═════ Input material ═════
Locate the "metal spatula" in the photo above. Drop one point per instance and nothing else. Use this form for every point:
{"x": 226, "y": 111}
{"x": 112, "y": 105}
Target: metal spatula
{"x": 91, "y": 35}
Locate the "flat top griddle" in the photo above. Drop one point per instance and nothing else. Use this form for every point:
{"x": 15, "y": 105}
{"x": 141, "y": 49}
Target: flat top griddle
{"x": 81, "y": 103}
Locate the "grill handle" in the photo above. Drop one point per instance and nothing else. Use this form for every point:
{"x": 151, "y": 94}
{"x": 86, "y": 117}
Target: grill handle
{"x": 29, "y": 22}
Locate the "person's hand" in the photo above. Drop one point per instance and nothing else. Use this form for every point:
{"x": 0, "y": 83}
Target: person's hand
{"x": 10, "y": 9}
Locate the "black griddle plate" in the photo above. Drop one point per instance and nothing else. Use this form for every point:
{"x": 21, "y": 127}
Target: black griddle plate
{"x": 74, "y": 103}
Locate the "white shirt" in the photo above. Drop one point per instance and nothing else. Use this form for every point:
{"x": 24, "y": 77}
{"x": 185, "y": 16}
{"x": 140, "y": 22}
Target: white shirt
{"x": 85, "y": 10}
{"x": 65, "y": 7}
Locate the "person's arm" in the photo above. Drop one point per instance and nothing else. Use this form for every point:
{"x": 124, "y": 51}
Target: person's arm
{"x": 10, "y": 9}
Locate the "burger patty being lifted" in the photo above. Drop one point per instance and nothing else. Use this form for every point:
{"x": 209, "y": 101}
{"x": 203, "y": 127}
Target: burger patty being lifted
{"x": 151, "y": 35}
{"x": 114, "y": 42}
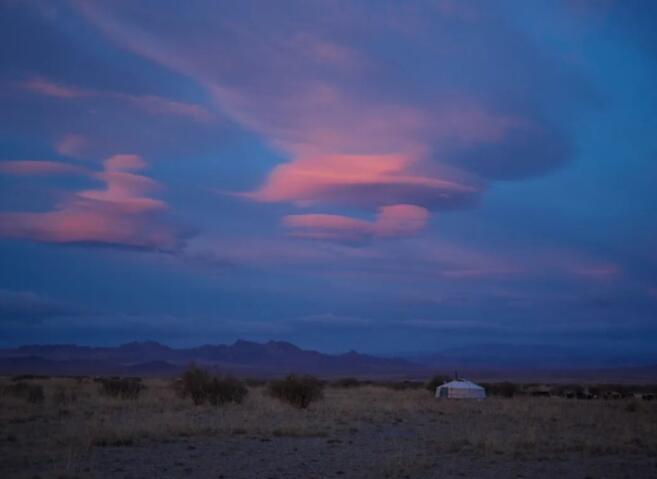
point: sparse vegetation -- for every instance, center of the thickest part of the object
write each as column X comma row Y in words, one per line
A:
═════
§ **Exercise aim**:
Could you transcribe every entry exactly, leaving out the pictures?

§ **Result for this exercise**:
Locate the "metal spatula" in the photo above. Drop one point per instance and nothing else. Use this form for every point:
{"x": 226, "y": 111}
{"x": 112, "y": 105}
Target: metal spatula
{"x": 91, "y": 35}
Locate the "flat top griddle" in the photo above. Drop one point per instance and nothing else. Use this form for every point:
{"x": 15, "y": 105}
{"x": 141, "y": 49}
Target: flat top griddle
{"x": 81, "y": 103}
Locate the "grill handle" in the photo above. Drop one point per instance and nothing else. Use this form for every point:
{"x": 151, "y": 94}
{"x": 86, "y": 117}
Target: grill handle
{"x": 29, "y": 22}
Locate the "person's hand" in the photo above. Drop one point per instance and nothing else. Use this form for every point:
{"x": 0, "y": 83}
Target: person's hand
{"x": 10, "y": 9}
Locate the "black griddle plate" in the photo above. Drop one point per instance and nothing else. Use this form for every point:
{"x": 21, "y": 127}
Target: black griddle plate
{"x": 74, "y": 103}
Locate the "white shirt" in the photo above. Drop one point per instance and nothing else. Use this form for every point:
{"x": 24, "y": 77}
{"x": 185, "y": 16}
{"x": 140, "y": 22}
Target: white shirt
{"x": 85, "y": 10}
{"x": 65, "y": 7}
Locate the "person's arm" in the photo above. Drop one point per instance and nothing else. Use this form for every point:
{"x": 124, "y": 51}
Target: person's arm
{"x": 10, "y": 9}
Locate the "burger patty being lifted" in the photo above. Drop one point per instance and nothing else. Use this form for every point:
{"x": 209, "y": 101}
{"x": 203, "y": 127}
Target: burger patty being lifted
{"x": 151, "y": 35}
{"x": 114, "y": 42}
point: sparse vegetation -- for every instance, center of the thickest part of the object
write each as column X comma row Y in words, one per line
A:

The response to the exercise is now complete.